===== Material provided =====

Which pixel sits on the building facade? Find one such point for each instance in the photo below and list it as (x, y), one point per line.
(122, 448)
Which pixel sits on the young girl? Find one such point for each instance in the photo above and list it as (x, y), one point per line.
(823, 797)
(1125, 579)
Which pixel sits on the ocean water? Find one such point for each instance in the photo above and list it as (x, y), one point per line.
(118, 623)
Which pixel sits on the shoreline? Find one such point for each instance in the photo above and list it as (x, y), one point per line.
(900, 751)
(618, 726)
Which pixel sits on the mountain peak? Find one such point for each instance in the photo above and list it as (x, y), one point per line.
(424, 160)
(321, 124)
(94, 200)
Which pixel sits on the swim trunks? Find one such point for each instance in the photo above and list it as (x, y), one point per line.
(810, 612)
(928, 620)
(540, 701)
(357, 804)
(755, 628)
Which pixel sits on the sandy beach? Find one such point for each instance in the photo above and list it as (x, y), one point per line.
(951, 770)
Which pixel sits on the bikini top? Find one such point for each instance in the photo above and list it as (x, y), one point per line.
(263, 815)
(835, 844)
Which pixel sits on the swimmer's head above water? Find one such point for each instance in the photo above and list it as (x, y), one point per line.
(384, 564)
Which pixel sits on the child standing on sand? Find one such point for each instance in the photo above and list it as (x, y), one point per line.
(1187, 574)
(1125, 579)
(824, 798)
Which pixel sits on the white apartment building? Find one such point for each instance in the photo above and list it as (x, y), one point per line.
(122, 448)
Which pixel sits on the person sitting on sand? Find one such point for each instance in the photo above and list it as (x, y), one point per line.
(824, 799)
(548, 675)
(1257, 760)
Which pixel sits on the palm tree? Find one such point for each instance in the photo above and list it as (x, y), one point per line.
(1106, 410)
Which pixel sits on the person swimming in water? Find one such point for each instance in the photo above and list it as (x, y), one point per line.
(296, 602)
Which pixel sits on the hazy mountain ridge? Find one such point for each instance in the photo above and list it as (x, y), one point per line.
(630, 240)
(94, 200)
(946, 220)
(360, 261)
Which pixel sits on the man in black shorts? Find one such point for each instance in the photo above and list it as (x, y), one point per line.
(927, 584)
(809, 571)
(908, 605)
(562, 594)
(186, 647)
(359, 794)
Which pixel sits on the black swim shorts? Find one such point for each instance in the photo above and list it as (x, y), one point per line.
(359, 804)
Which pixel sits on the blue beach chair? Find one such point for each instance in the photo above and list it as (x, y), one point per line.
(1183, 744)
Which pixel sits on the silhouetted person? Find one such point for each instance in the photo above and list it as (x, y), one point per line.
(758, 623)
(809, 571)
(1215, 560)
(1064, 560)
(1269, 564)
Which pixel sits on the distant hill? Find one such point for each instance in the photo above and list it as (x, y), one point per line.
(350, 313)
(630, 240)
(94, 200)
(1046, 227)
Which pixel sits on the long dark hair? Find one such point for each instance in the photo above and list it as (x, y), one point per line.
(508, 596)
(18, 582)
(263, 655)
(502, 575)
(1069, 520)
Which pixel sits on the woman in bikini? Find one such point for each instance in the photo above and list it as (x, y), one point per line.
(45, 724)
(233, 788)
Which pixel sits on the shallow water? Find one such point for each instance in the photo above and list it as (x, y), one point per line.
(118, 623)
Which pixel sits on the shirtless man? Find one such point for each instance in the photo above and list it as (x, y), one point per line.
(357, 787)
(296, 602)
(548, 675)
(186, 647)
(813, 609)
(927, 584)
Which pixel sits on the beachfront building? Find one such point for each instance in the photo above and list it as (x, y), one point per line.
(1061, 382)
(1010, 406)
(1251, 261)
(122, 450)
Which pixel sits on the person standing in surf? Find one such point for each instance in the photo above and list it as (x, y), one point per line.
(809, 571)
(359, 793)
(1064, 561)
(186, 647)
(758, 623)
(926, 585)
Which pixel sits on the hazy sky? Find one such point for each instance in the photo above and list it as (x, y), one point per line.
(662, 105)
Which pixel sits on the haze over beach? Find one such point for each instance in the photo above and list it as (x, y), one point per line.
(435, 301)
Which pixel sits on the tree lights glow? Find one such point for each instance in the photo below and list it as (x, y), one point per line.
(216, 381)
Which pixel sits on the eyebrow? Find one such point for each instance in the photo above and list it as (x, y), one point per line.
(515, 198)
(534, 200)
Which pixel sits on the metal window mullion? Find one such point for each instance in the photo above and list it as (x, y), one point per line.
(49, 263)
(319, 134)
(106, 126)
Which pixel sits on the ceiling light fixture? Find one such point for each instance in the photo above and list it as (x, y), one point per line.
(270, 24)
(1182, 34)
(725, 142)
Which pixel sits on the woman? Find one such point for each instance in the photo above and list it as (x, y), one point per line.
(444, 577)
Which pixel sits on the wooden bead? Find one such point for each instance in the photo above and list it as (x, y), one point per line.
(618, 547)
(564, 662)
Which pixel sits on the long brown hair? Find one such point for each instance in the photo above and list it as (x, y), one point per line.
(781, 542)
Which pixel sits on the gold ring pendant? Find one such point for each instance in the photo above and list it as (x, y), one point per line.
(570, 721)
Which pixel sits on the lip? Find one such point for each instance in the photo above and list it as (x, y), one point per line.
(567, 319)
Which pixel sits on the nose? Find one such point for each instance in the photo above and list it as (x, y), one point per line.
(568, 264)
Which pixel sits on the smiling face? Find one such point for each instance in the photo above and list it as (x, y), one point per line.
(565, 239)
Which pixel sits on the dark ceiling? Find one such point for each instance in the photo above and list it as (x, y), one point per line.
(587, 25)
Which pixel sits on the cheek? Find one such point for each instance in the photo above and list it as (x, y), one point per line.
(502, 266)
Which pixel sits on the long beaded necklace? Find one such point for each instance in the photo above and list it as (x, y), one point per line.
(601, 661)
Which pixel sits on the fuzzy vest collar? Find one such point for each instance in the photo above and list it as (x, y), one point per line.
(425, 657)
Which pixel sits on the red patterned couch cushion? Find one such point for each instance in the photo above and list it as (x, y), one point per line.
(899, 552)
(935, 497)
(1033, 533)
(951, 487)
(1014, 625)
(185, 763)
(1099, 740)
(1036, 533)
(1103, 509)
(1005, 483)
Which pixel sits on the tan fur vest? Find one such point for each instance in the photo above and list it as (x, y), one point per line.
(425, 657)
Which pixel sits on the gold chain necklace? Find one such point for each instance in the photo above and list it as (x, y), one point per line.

=====

▸ **Short exercise**:
Using the listing above, retype each line exactly.

▸ **Final result**:
Which pixel sits on the building facade? Find one such point for each instance in the photo below and list it as (x, y), one point per line.
(122, 448)
Which pixel sits on the young girl? Find one such point for each instance in the photo above and list it as (x, y), one point per line.
(823, 797)
(1125, 579)
Which pixel sits on the ocean water? Find one such point for each instance in the photo above and list it as (x, y), one point per line.
(118, 623)
Which pixel sits on the shoreline? Find one such point for each instance in the photo above and list it as (x, y), one point per line.
(900, 751)
(618, 726)
Which pixel sits on the mountain peak? Find one such point for each instance in the photo above and list it as (x, y), one point per line.
(424, 160)
(321, 124)
(94, 200)
Which pixel sits on the swim trunks? Find one such point for each instance in the photo above and list it as (x, y), one point per line.
(810, 612)
(928, 620)
(540, 701)
(357, 804)
(755, 628)
Which pixel sits on the sandy beach? Find one such point for each instance in the photo above and list it as (x, y), one point per line.
(951, 770)
Which pixel sits on the bikini top? Find one such point for each instance in the photo above and list it as (x, y), one point per line.
(263, 815)
(835, 844)
Which pixel sits on the swimmer's head above water? Find one such point for each instance in the photo above and list it as (x, y), one point per line.
(384, 564)
Which pixel sits on the child standing on sand? Find one such point for each instance in the photo above and list it as (x, y), one point per line.
(1187, 574)
(1125, 579)
(824, 798)
Which pixel sits on the white apartment building? Find one such point for each instance in the photo above and list it as (x, y), one point per line.
(122, 448)
Which pixel sits on the person sitting on sand? Find one such point for each instance in the photo above and list it as (x, y), one point per line.
(824, 799)
(548, 675)
(1257, 760)
Which pixel sits on the palm tree? Find one such point for each instance in the photo above and list it as (x, y), one point per line.
(1106, 410)
Which pixel sits on the person swimming in water? Find one such point for each instance in the photo above and list it as (x, y), one point per line.
(296, 602)
Which pixel sits on the hazy mountain ridge? Find one such point for each instance in the photo above and list it as (x, y), one point per line.
(630, 240)
(94, 200)
(946, 220)
(360, 261)
Which pixel sits on the man in black shorts? Find one such point for each instance in the photo above and list it as (x, y), one point per line.
(927, 584)
(809, 571)
(908, 605)
(562, 594)
(186, 647)
(359, 794)
Which pixel sits on the black swim shorts? Find one such point for each instance in the photo above and list it as (x, y), one point per line.
(359, 804)
Which pixel sits on the blue beach chair? Find one such point for each instance in the photo above and list it as (x, y), one point per line.
(1183, 744)
Which pixel sits on the silhouetted person? Find one such point for each instance in the photo above and list it as (x, y), one point per line.
(758, 623)
(809, 571)
(1215, 560)
(1064, 560)
(1269, 564)
Which pixel sits on the distant hill? Find one such point for each instance in the photo above and list it as (x, y), one point per line.
(350, 313)
(630, 240)
(94, 200)
(1046, 227)
Which pixel sits on the long dark hair? Find one such point for each instance in the photo above and list it as (x, y), one point per line.
(508, 596)
(18, 582)
(263, 655)
(502, 575)
(1069, 520)
Which pixel sits on the woman in bikini? Find one such point for each instance in the photo above and list it as (x, y), one point per line.
(45, 724)
(233, 788)
Which pixel sits on the shallow water? Find one such point for each instance in the photo above and list it as (x, y), one point per line.
(118, 623)
Which pixel sits on the shirtless man? Find one such point for each instance in the photo above and list it as (x, y), one point per line.
(357, 787)
(296, 602)
(548, 675)
(186, 647)
(813, 609)
(927, 584)
Which pixel sits on the beachfront building? Find one such point for each instance in the photo above and list it as (x, y), one point per line.
(1061, 382)
(1010, 406)
(1251, 261)
(122, 450)
Which pixel sits on the person standing in surf? Find one such point for each instance in the photo above and list it as (x, y), one point per line.
(809, 571)
(359, 793)
(1064, 561)
(186, 647)
(758, 623)
(926, 585)
Which pixel sits on the hazy sky? Find one such point for each instance in the photo above and list it as (x, y), one point per line.
(662, 105)
Which pixel sits on the haze over beach? Find one such point for each instance in the photo above and list it as (x, y), one point per line.
(435, 301)
Which pixel sits on the tree lights glow? Find one such point for each instance in the photo below and list it as (x, y), one point per line.
(216, 381)
Which pixel sits on the eyebrow? Find one such point for each instance in the photo above and list it as (x, y), one point per line.
(515, 198)
(534, 200)
Which pixel sits on the metal window mullion? Find one such point for each instance in the photo above and list it as (x, y), one point per line.
(49, 263)
(319, 134)
(106, 126)
Which pixel sits on the ceiling light fixture? Find one such point for each instance in the photo above and list it as (x, y), one point per line.
(270, 24)
(1182, 34)
(725, 142)
Which pixel sits on the woman? Find one such point for each instance in the photo above and list it as (x, y), one point per line.
(444, 577)
Which pixel sits on the wooden bead? Find one such point for each instance in the photo above and list it as (x, y), one point per line.
(618, 547)
(564, 662)
Which pixel sits on the long brown hair? Find one such point for each instance in the photo above and list it as (x, y), one point per line.
(781, 542)
Which pixel sits on the gold ring pendant? Find one such point for each instance in the photo above and list it as (x, y), one point per line.
(570, 721)
Which pixel sits on the lip? Find one such point for each instance in the photo above and list it as (x, y), one point per line.
(567, 319)
Which pixel sits on the nose? Find one such point for each instance in the photo above and list it as (x, y), one point per line.
(568, 264)
Which pixel sits on the smiling face? Find one such point for each instance in the photo above and list it as (x, y), one point per line.
(565, 239)
Which pixel sits on the dark ceiling? Find one such point for each instance in the photo above and list it as (x, y), one point per line.
(587, 25)
Which pixel sits on the cheek? Find one such point for each instance in the photo above and list it as (x, y), one point per line.
(502, 266)
Which pixel sits on the long beaded necklace? Find one such point for each instance in the photo above and list it as (x, y), one point per line.
(601, 661)
Which pixel sits on the fuzzy vest collar? Find one such point for each instance in the photo above and list it as (x, y), one point per line.
(425, 657)
Which pixel sits on the red patterned couch cushion? Find one such point for each instance in the photo above and list it as (x, y), one point per line.
(899, 552)
(935, 497)
(1033, 533)
(951, 487)
(1014, 625)
(185, 763)
(1099, 740)
(1036, 533)
(1103, 509)
(1005, 483)
Which pixel sits on the tan fur vest? Find one such point for each instance in the photo above and list it as (x, y), one point per line.
(425, 657)
Which pixel sits on the gold chain necklace? Find one such point for each instance in the photo above and list it as (x, y), one point per line.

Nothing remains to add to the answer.